____ TEXT UNDER STUDY
Both Vice Mayor Erik Arroyo and Brady had comments.
Arroyo pointed out that he has been discussing budget issues with Brown, Deputy City Manager Pat Robinson and Finance Director Franklin “for a long time.”
Among his proposals, Arroyo continued, are to try to avoid using the General Fund to cover expenses when other city sources are available. (The General Fund is made up largely of the annual property tax revenue the city receives, and other sources of revenue, such as gas tax funds.)
Second, he said, the city should have a policy calling for staff to seek bids on as many services as possible.
Third, Arroyo talked of his desire to find out how much the city typically spends in a year on vehicle accident claims, with an eye toward trying to get its insurance policy to cover them. “I believe that number is great,” he added of the annual total.
Further, Arroyo called for increases in city charges for certain permits, such as those for underground installations, including 5G upgrades for internet service. Workers handling such projects “often hit water mains,” he pointed out. “It’s a Florida problem.”
________
REQUIRED ACTION:
In the text on the city budget discussion, what makes up most of the General Fund?
____ RECORDED DATA
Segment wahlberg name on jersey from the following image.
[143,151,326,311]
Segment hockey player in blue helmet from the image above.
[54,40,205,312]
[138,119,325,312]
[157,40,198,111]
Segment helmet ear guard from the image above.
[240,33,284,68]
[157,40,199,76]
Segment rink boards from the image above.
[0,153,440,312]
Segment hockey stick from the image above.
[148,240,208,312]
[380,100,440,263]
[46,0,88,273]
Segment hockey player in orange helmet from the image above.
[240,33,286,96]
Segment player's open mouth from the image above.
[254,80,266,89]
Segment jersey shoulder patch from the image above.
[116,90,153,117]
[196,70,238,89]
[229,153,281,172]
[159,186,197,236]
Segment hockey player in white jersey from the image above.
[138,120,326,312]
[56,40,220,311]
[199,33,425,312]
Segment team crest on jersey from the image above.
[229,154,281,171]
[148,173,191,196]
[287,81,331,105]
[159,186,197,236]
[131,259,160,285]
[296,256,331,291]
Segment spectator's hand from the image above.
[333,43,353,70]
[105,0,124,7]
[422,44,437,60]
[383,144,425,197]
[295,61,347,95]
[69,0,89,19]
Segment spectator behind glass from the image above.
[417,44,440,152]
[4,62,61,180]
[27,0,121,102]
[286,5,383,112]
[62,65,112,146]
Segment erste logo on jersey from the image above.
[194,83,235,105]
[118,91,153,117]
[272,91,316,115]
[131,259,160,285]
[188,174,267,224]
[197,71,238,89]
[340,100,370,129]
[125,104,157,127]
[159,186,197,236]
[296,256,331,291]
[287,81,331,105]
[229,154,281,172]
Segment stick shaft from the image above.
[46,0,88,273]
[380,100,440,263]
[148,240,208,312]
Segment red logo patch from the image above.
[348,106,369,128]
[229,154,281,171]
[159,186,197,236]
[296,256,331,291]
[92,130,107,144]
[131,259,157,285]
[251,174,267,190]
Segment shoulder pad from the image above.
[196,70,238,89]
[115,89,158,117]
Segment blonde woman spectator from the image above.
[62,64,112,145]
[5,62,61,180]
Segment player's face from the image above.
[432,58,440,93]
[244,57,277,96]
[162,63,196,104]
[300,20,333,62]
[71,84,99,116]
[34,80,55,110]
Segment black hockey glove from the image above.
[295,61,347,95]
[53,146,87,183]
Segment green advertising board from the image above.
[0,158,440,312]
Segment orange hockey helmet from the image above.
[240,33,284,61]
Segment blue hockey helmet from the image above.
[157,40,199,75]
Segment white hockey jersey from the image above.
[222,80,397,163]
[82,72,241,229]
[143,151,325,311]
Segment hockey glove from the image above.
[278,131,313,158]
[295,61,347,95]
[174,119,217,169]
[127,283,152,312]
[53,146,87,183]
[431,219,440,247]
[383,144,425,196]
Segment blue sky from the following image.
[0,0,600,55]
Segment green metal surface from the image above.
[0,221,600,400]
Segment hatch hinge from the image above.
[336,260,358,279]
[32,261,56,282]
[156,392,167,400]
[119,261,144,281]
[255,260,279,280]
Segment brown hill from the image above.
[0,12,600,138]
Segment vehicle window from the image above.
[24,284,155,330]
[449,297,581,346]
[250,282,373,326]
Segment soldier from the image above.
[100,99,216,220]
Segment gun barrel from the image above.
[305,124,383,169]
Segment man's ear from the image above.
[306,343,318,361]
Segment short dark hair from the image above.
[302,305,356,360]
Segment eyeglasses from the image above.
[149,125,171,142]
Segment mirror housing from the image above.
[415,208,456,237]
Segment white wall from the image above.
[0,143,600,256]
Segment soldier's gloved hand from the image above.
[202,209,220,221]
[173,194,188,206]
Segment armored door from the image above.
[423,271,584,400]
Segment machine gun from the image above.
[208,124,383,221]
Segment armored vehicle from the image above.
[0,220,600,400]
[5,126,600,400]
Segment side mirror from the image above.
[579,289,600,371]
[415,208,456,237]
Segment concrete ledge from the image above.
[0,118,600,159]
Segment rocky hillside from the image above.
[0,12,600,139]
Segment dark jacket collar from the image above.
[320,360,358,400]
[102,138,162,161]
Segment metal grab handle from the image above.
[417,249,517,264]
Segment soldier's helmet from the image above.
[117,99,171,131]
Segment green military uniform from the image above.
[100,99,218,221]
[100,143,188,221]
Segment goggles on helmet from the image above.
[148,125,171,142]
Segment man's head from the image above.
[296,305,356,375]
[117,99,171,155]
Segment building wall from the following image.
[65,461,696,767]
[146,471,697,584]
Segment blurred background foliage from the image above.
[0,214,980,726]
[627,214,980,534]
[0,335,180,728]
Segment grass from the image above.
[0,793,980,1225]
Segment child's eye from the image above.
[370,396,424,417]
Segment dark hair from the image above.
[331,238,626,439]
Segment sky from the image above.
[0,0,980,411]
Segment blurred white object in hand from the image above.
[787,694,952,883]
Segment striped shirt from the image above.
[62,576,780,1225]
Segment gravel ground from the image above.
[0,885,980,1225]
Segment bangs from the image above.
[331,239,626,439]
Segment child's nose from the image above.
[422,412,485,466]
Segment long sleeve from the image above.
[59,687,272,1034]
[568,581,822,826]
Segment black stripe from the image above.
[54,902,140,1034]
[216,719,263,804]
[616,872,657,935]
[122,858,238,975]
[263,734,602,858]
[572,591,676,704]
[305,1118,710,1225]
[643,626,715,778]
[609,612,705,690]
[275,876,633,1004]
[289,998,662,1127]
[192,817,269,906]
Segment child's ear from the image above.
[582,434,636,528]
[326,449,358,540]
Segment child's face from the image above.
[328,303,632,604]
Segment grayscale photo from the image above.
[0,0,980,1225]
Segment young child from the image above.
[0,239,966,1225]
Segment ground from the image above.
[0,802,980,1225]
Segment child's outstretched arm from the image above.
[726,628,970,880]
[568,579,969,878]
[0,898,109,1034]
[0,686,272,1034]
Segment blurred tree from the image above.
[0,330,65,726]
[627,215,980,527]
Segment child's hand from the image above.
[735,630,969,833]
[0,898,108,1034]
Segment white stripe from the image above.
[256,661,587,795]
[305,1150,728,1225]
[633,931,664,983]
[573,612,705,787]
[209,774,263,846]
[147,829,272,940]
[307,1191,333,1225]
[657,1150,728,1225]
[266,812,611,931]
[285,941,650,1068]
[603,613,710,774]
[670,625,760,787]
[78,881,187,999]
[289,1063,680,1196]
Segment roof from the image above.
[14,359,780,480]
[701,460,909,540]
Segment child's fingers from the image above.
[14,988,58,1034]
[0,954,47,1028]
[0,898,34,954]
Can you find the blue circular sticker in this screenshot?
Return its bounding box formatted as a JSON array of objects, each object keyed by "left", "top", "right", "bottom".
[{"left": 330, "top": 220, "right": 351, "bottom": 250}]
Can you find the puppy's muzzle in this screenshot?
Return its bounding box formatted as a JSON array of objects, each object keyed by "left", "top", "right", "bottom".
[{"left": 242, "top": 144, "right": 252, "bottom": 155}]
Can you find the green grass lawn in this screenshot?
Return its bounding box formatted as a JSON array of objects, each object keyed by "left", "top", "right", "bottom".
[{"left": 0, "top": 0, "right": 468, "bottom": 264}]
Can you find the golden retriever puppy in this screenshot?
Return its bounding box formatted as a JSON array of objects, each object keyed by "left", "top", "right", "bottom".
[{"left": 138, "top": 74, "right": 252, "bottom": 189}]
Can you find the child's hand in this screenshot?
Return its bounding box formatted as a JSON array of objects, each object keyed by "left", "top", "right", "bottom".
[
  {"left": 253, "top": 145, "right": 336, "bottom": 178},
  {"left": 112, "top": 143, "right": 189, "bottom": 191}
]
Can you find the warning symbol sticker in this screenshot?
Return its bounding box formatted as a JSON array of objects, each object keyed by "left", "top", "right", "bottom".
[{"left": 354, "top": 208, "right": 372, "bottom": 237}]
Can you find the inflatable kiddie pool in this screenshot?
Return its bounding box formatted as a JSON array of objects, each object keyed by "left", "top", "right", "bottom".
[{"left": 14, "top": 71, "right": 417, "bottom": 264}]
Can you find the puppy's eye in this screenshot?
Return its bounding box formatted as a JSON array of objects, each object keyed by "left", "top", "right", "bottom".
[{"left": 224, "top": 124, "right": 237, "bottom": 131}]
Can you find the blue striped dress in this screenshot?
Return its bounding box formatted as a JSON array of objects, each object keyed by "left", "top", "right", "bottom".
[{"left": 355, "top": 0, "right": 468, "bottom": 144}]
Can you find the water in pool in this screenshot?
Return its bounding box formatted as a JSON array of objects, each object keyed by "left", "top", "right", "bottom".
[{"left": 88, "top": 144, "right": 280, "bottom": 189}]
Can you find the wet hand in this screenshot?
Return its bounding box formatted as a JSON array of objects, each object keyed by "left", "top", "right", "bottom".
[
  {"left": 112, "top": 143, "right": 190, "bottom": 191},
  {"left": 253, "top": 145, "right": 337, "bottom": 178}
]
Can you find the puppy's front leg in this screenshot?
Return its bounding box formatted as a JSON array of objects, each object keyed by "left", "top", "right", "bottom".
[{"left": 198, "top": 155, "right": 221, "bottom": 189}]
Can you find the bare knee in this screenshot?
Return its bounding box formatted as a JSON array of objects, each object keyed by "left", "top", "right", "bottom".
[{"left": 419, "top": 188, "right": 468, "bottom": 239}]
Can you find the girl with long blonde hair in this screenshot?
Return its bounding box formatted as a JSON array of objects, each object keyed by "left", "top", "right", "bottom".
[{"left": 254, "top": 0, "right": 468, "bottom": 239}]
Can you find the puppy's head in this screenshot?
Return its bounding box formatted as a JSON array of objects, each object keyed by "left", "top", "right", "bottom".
________
TASK RESPONSE:
The General Fund is made up largely of the annual property tax revenue the city receives.